Given instruction A: Reproduce the stored entries from their first line up to and including the line containing "point(432, 183)", changing "mark" to "place" and leaving everything else as it is. Omit the pictures from your answer.

Passage provided:
Parks & Rec Director Stacy Stephens presents pavilion plans.

One item that arose at last week's meeting of the Dade County Commission was the construction of pavilions at the county park, AKA the Four Fields. That item had not arisen at any earlier meeting of the Dade County Commission. Thus The Planet asked for clarification, which it hereby duly relays to its readers.

Stacy Stephens, Dade’s parks and recreation director, stood up at the March 1 meeting to ask for SPLOST (special purpose local option sales tax) funds to build four pavilions at the county park. These will be 14 x 24-foot roofed picnic shelters or gazebos, suitable for birthday parties, family reunions and so forth. Stephens had obtained three bids, the lowest of which, from Hartline Construction, quoted a price of $15,720 per pavilion. A closer look at the bid shows a price of $56,400 for all four buildings, making for a discount of $6480 for buying in bulk. The commission without dissent or really much discussion OKed the Hartline bid.

The commissioners in recent months have discussed buying new playground equipment for the Four Fields, and a citizen had stood up before them at their November meeting entreating them to do so. But pavilions? No one had mentioned pavilions. So, asked The Planet of Dade County Clerk Don Townsend after the meeting, why pavilions?

“It actually goes way back to the 2004 SPLOST,” said Townsend.

The pavilions, explained Townsend, were apparently the only project on a SPLOST list approved by Dade voters 14 years ago that had not been completed and closed out, a fact that had been presented him by local newsman Evan Stone when Townsend was speaking for the commission on the radio several weeks ago. “After the little interview thing was over, he asked me about the ‘multi-purpose buildings at the park,’ and I went, ‘What are you talking about?’” said Townsend.


The question, he discovered, was something in the nature of a gauntlet flung. “Evan, I think, was trying to make the point from some of the local folks that why would we want to pass a TSPLOST if we still have things out there that have not been accomplished from prior SPLOSTs?” said Townsend (right).

Townsend decided he’d better check it out. There’s only so long the commission can put off a SPLOST project, he said. “It can be delayed, it can be continued, it can be in process,” said Townsend. “But it’s voted on by the voters. You can’t say, we’re not going to do it.”

So back Townsend went to the commission office, where he dug up the 2004 list and found on it a reference to “construction of a general-use county pavilion and other structures to promote civic activity,” and had to concede nothing like that had been built.

“There have been other structures,” said Townsend. “Depending on how you interpret it, some could say, that sounds like a concession stand, but I think the concession stand was already there in 2004.”

Given instruction B: In the article on the county park pavilions, condense the paragraph beginning "Stacy Stephens, Dade’s parks and recreation director" into a shorter version that keeps its main facts.

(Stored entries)
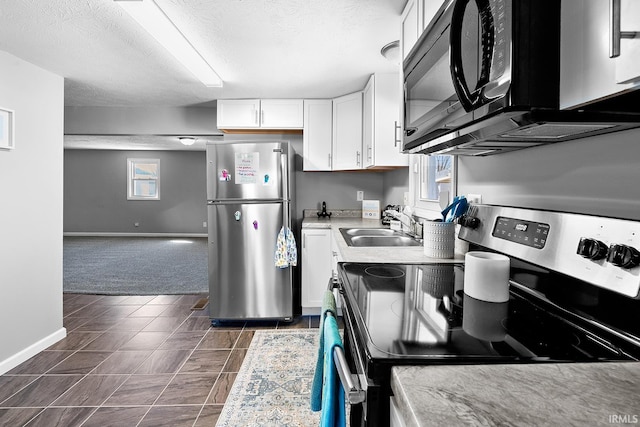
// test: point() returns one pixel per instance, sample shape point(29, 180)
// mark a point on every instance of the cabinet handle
point(615, 34)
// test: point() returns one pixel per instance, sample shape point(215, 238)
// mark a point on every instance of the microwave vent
point(550, 131)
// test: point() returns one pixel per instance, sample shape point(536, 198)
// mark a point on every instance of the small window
point(143, 179)
point(432, 183)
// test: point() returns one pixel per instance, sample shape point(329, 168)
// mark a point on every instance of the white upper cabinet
point(381, 115)
point(347, 132)
point(411, 26)
point(416, 16)
point(587, 73)
point(429, 9)
point(317, 134)
point(281, 113)
point(263, 114)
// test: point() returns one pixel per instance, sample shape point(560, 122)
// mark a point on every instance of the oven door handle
point(353, 393)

Task output A:
// test: point() returns one pixel per instance, sample shape point(29, 180)
// place a point on every instance of the cabinet handle
point(615, 34)
// test: point() returns one pixel per instance, sample shape point(215, 238)
// place a point on every instance of the microwave vent
point(550, 131)
// test: point() returns one pixel per instance, sample shape point(536, 198)
// place a point on every instance of the small window
point(143, 179)
point(432, 183)

Task output B: At the March 1 meeting, parks and recreation director Stacy Stephens asked for SPLOST funds to build four 14 x 24-foot pavilions at the county park for events such as birthday parties and family reunions. Of three bids, the lowest came from Hartline Construction. It quoted $15,720 per pavilion, or $56,400 for all four, a bulk discount of $6480. The commission approved the bid without dissent.